> Exercise requirements
Give the number of lines in the listing below that contain the string "field". Reply with the number alone.

> Supplied information
--------
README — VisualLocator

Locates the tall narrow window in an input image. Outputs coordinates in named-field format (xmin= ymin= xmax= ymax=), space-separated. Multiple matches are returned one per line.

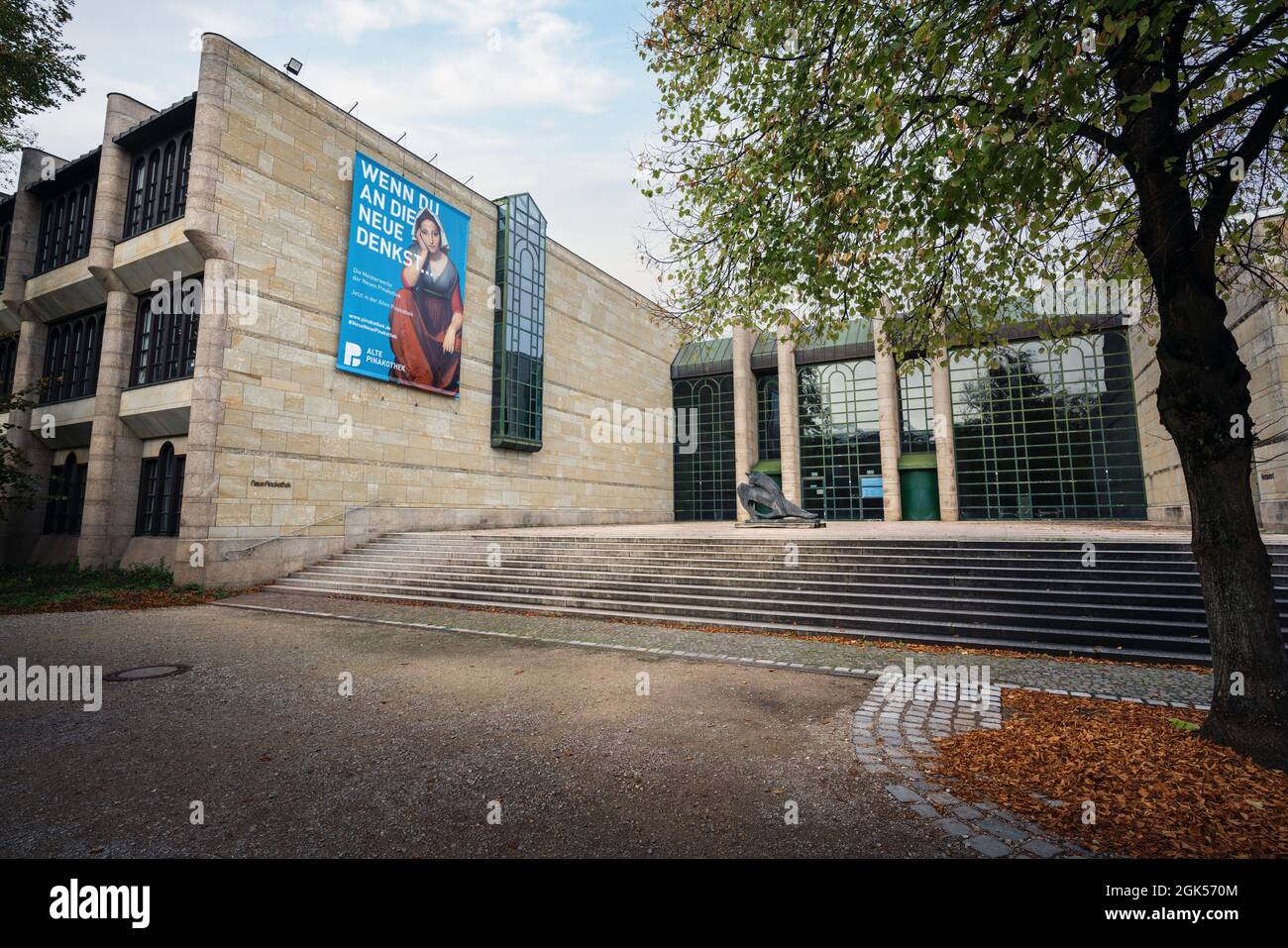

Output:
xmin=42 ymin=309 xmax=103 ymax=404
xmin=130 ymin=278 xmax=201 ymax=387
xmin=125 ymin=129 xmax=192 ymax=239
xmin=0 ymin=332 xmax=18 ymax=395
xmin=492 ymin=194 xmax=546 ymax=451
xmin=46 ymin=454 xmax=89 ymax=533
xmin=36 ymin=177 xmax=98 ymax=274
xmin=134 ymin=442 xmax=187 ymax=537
--------
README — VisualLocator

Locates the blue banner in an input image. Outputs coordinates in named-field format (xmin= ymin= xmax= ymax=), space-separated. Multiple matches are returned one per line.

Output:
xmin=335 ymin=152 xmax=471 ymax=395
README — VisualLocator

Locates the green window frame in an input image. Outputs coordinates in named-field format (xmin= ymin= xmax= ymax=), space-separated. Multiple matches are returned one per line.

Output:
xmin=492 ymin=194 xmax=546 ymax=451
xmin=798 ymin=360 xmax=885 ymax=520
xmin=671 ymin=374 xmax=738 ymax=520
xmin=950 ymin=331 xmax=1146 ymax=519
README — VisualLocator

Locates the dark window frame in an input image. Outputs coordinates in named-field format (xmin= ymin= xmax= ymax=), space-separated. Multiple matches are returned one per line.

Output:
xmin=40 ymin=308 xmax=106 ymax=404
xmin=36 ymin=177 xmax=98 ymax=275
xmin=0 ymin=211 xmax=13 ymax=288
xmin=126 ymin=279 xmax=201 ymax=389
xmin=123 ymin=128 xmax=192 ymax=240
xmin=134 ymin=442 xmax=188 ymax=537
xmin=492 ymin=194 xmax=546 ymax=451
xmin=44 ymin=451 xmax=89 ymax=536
--------
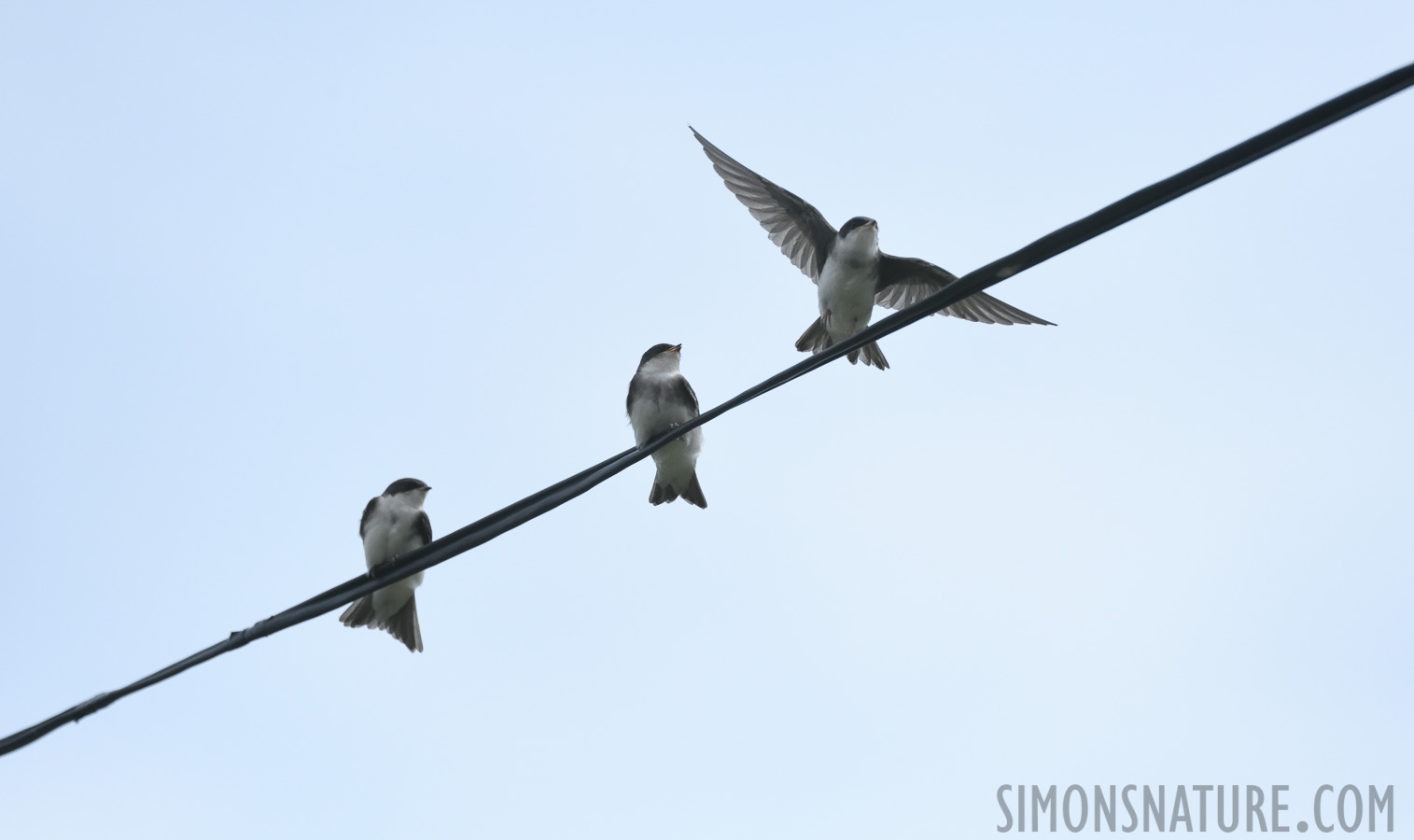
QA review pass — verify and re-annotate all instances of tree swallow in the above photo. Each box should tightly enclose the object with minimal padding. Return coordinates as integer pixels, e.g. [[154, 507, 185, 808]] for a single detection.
--------
> Worked solution
4